TAREFA ESCRITA 1:
Localize e transcreva cada linha da listagem em que apareça a palavra "plant", levando em conta a distinção entre maiúsculas e minúsculas.

ARTIGO:
Ao ampliar sensivelmente o campo de visão dos gestores, o compliance torna-se ferramenta indispensável a todo e qualquer processo decisório dentro da organização, independentemente do seu ramo de atuação.

quinta-feira, 24 de janeiro de 2019

Atualizado em 11 de outubro de 2019 17:22

Kahneman, em seu best seller Thinking Fast and Slow (No Brasil, rápido e devagar, duas formas de pensar), brindou-nos com uma viagem profunda pela mente humana e explicou as duas formas de pensar: o sistema 1 funciona automaticamente, gerando continuamente sugestões, impressões, intuições, intenções e sentimentos para o sistema 2, que está normalmente em um confortável modo de pouco esforço e por isso é mais lento, deliberativo e lógico. Se endossados pelo sistema 2, impressões e intuições se tornam crenças, e impulsos se tornam ações voluntárias.1

A forma de interação desses dois sistemas explica o porquê de tirarmos tantas conclusões precipitadas e também revela a influência das impressões intuitivas nas nossas decisões, normalmente originadas por evidências limitadas. A abreviatura WYSIATI, que significa "o que você vê é tudo o que há" (do inglês what you see is all there is), é utilizada por Kahneman para resumir esse processo. Nas suas palavras, "WYSIATI facilita a conquista de coerência e do conforto cognitivo que nos leva a aceitar uma afirmação como verdadeira. Explica por que podemos pensar com rapidez e como somos capazes de extrair sentido de informação parcial em um mundo complexo. Na maior parte do tempo, a história coerente que montamos é próxima o suficiente da realidade para apoiar uma ação razoável".

[Itens do conjunto de dados armazenado]
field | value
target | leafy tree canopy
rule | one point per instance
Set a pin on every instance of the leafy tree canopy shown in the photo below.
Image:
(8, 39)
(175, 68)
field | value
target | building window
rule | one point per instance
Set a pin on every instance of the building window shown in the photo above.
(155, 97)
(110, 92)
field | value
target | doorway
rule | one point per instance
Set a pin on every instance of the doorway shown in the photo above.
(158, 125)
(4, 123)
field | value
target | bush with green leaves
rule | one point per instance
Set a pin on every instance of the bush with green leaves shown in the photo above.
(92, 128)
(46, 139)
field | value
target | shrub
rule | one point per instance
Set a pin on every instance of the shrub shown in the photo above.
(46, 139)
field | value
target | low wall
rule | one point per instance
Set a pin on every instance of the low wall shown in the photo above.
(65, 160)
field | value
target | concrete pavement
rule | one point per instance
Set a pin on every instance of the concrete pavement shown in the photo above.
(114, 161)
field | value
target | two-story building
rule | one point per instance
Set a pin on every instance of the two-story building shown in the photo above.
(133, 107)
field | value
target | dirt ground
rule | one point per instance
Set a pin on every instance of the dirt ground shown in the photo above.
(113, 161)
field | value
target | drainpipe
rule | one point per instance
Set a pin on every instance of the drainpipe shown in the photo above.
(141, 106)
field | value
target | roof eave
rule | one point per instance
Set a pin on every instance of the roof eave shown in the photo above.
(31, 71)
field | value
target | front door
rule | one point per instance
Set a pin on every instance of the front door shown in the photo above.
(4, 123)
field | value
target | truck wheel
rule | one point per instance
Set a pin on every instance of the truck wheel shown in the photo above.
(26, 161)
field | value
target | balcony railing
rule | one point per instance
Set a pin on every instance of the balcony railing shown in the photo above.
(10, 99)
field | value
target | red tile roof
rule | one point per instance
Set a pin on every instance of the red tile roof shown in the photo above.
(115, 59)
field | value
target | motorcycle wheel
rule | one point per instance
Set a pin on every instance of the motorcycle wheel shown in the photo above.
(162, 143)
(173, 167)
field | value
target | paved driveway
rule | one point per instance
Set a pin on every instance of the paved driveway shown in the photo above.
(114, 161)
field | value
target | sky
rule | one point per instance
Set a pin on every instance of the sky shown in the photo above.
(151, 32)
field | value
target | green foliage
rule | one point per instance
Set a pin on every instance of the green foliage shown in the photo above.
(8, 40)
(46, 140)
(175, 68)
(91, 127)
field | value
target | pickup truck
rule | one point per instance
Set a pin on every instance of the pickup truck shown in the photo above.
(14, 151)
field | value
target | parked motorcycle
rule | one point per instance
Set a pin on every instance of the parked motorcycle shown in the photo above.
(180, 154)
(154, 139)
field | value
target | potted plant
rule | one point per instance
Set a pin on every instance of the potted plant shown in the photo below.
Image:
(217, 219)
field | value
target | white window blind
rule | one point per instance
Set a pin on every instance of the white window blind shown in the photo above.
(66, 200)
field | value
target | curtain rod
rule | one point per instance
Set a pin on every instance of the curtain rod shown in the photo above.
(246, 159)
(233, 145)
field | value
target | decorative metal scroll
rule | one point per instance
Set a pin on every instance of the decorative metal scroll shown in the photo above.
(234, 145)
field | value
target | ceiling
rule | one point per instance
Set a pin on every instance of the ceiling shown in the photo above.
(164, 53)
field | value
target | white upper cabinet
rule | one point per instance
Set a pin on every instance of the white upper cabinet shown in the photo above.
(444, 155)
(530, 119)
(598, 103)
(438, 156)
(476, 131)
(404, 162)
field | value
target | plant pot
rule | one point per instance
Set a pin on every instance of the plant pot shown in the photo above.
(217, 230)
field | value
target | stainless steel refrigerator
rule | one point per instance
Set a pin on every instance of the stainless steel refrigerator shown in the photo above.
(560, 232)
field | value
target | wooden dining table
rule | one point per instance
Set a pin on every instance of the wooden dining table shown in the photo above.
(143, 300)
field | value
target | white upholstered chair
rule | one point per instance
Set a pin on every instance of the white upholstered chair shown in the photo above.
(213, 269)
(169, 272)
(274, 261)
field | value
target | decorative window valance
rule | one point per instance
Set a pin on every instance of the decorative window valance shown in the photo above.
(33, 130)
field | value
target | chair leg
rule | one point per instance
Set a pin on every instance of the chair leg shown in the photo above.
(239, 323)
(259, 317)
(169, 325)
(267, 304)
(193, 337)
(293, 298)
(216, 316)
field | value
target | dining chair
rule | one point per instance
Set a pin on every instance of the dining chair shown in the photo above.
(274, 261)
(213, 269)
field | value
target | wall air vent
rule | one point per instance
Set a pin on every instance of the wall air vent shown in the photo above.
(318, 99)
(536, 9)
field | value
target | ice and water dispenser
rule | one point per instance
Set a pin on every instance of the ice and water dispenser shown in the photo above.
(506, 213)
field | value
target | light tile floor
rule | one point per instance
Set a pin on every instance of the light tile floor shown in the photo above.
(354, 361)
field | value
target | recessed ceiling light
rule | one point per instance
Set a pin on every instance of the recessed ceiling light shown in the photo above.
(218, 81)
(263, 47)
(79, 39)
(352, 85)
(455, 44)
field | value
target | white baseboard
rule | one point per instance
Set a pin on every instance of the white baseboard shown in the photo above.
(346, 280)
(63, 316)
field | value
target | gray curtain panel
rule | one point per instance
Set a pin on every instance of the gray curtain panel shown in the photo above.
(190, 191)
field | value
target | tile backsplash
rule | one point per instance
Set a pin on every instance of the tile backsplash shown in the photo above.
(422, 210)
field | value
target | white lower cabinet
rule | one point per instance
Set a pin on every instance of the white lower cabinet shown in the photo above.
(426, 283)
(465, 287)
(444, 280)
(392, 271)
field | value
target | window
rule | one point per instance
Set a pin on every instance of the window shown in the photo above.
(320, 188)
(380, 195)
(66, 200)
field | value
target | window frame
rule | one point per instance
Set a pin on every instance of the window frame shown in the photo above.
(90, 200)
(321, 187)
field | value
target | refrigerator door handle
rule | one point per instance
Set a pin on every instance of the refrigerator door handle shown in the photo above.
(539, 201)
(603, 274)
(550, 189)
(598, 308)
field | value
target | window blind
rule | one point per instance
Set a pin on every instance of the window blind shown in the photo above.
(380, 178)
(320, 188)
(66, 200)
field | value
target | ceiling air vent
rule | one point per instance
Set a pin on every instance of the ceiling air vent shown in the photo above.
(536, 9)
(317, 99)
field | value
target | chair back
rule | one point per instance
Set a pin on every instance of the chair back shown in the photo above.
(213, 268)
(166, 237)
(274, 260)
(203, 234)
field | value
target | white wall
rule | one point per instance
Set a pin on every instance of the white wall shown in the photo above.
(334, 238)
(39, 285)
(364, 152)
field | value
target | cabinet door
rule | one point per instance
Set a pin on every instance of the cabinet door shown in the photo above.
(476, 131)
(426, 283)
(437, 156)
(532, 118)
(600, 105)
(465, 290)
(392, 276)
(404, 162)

TAREFA ESCRITA 2:
Informe se cada afirmação a seguir está de acordo com o artigo sobre compliance, respondendo sim ou não e citando literalmente as palavras do artigo que decidem a questão: (a) o sistema 1 funciona de forma automática; (b) o sistema 2 é mais rápido que o sistema 1; (c) a abreviatura WYSIATI tem origem na língua portuguesa.

RESULTADO DO EXERCÍCIO 1:
target | potted plant
Set a pin on every instance of the potted plant shown in the photo below.
target | plant pot
Set a pin on every instance of the plant pot shown in the photo above.

RESULTADO DO EXERCÍCIO 2:
(a) Sim: "o sistema 1 funciona automaticamente".
(b) Não: "por isso é mais lento, deliberativo e lógico".
(c) Não: "(do inglês what you see is all there is)".